▶ **Extrait cité**
-----

L’exposition comme chambre des merveilles

Au sein du white cube du musée, Philippe Lepeut réunit éléments naturels bruts et artefacts qui, tous, valent non seulement pour leurs qualités esthétiques individuelles, mais aussi pour la résonance visuelle forte que ces harmoniques produisent une fois réunis. Pour Philippe Lepeut, la Beauté, baudelairienne et bizarre, est une quête consciente et assumée ; elle jaillira des mirabilia qu’il met en présence dans l’espace de l’exposition, espace devenu temporairement chambre des merveilles. À la façon des princes de la fin du XVI e siècle, l’artiste met en scène des œuvres-trésors, choses de la nature et choses de l’esprit, évoquant tantôt des microcosmes, tantôt des macrocosmes. En introduisant le son dans ce dispositif, Lepeut fait de la visite une expérience unique, différente pour chacun.
Le choix de voisinages inattendus mais non dénués de résonances (un crâne humain et un disque dur) apparaît comme une méthode de travail en soi, comme Lepeut se plaît à nous le faire croire dans les désordres artificiels des Atmosphères 2.0. Cette série de sept photographies, dont trois sont présentées dans l’exposition, invite le regardeur à partager l’intimité – savamment composée – de l’artiste : sur un plan de travail devenu tableau via une perspective redressée, on distingue, dans une mise en scène digne d’un tableau-piège de Spoerri, les « outils » de Philippe Lepeut : de l’attirail du peintre classique aux objets scientifiques, on voit ici réunis la technologie la plus sophistiquée et le minerai le plus brut, formant tous ensemble un vaste réseau de références interconnectées qui définissent une méthode de création rhizomique. Avec la grande horizontale formée par le bord de la table-tableau, Lepeut, lecteur de Haruki Murakami, bâtit une composition qui met à jour la coexistence d’un monde d’en haut et d’un monde d’en bas, aussi riches l’un que l’autre et abondamment interconnectés.
Les Atmosphères sont comme des cartes réunissant, pour qui sait les voir, tous les « trésors » sur une même image ; on retrouvera ainsi çà et là, en divers points de l’exposition, leurs composantes, isolées ou combinées avec de nouveaux éléments. On relève surtout, parmi les réseaux de câblages et les œuvres de quelques mains amies, la présence récurrente de pierres. Conçue en pleine « période lithique » de l’artiste, l’expositionn recèle de « petits cailloux » qui, tels ceux du conte de fées, jalonnent l’ensemble du parcours.

-----

▶ **Entrées fournies**
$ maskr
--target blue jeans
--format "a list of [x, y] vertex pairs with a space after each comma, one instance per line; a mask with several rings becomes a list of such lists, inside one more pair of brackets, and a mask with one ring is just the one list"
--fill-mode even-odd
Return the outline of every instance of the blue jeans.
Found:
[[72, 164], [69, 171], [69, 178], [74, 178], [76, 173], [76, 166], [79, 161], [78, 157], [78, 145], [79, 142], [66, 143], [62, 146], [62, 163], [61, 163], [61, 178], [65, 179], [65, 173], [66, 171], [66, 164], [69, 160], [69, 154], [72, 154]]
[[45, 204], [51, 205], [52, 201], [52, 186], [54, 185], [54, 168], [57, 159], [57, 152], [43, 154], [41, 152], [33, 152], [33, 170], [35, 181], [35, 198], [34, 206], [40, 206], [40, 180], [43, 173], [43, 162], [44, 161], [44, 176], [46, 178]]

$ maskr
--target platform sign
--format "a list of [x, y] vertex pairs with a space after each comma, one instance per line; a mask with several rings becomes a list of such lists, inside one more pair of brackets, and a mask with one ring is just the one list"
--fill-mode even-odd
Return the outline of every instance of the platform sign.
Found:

-----

▶ **Votre consigne**
D'après l'extrait sur l'exposition comme chambre des merveilles, pourquoi les Atmosphères sont-elles comparées à des cartes ? Répondez en une à trois phrases. Les entrées n'ont aucun rôle dans cet exercice.

▶ **Corrigé**
Les Atmosphères sont comparées à des cartes parce qu'elles réunissent sur une même image tous les « trésors » de l'artiste, pour qui sait les voir. On retrouve ensuite leurs composantes en divers points de l'exposition, isolées ou combinées avec de nouveaux éléments.